## [Data to examine]

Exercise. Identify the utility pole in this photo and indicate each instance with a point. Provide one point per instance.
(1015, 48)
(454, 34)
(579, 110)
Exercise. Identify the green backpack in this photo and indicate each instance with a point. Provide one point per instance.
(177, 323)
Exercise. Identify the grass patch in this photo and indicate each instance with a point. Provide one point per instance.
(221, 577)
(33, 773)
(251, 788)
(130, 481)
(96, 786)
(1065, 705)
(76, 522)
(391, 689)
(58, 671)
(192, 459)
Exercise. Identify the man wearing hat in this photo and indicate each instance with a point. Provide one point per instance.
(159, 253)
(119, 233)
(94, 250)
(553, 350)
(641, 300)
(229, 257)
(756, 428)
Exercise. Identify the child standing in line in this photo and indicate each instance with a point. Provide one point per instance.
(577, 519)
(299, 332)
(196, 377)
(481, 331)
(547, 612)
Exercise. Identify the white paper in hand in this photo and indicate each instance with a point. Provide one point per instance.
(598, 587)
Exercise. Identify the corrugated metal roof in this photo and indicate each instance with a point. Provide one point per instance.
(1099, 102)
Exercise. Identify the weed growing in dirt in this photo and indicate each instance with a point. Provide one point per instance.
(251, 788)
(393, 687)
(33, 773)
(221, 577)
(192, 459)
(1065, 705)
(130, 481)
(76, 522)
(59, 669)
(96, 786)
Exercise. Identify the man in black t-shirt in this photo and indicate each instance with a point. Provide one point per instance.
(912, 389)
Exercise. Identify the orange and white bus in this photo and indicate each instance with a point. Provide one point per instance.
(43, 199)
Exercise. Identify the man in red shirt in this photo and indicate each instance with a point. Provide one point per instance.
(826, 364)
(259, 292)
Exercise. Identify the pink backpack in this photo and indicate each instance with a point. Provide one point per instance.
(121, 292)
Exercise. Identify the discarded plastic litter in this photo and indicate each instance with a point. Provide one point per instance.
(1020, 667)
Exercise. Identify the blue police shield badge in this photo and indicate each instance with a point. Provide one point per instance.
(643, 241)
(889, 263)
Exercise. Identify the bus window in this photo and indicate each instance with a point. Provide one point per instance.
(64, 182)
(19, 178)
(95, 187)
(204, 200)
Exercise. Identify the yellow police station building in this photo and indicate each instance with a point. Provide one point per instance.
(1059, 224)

## [Task brief]
The complete listing, transcribed exactly, is the expected answer.

## [Completed task]
Exercise. Identify the utility pole in this photo and indicate each instance with a point. Provide one point per instance.
(1015, 48)
(454, 34)
(579, 110)
Exercise. Identify the green backpack in this photo and indicate each instance with a point. Provide one point per instance.
(177, 323)
Exercise. Identify the grass patch in this photo and indicate each instance with a point. Provide one point per instance.
(221, 577)
(33, 773)
(251, 788)
(130, 481)
(96, 786)
(1065, 705)
(76, 522)
(391, 689)
(58, 671)
(192, 459)
Exercise. Identify the man wearing hat in this photo and indicate each instance with a point. Provide one point per instance.
(159, 253)
(119, 233)
(94, 250)
(553, 350)
(641, 300)
(229, 257)
(756, 428)
Exercise. Identify the child standing in line in this photo and indicate each instance with a point. Provide one point per instance.
(577, 519)
(299, 332)
(196, 377)
(481, 331)
(547, 612)
Exercise. Identify the white paper in hand in this photo and indicate each instance with a point. Provide one point per instance.
(598, 587)
Exercise. Identify the corrugated metal roof in this photo and indicate each instance with a point. Provide one point per instance.
(1099, 102)
Exercise. Identify the weed growing in dirt in this photo and indicate each instance with a point. Provide one point per instance.
(251, 788)
(393, 687)
(33, 773)
(221, 577)
(192, 459)
(1065, 705)
(130, 481)
(76, 522)
(59, 669)
(96, 786)
Exercise. Identify the man in black t-shirt in this photo and indicate each instance with a point. Provide one point per instance.
(912, 389)
Exercise. Identify the orange and white bus in this photo and indicate each instance with a point. Provide one point per instance.
(43, 199)
Exercise. Identify the man in red shirt in this photo and indicate each instance with a point. Provide one point per instance.
(826, 364)
(259, 292)
Exercise. Identify the pink backpack in this photo and indicate each instance with a point. Provide one point per instance.
(121, 292)
Exercise. Identify the discarded plastic litter in this photo and indicate each instance with a point. Provide one point per instance.
(1020, 667)
Exercise. Identify the blue police shield badge in this photo and indicate each instance with a point. Provide one point per instance.
(643, 241)
(889, 263)
Exercise. Identify the bus window in this photo and indicate each instance with a point. Provide one point per instance.
(64, 182)
(19, 178)
(95, 187)
(204, 200)
Exercise. Identify the yellow police station building in this photo and indicate each instance with a point. Provide one point per instance.
(1059, 224)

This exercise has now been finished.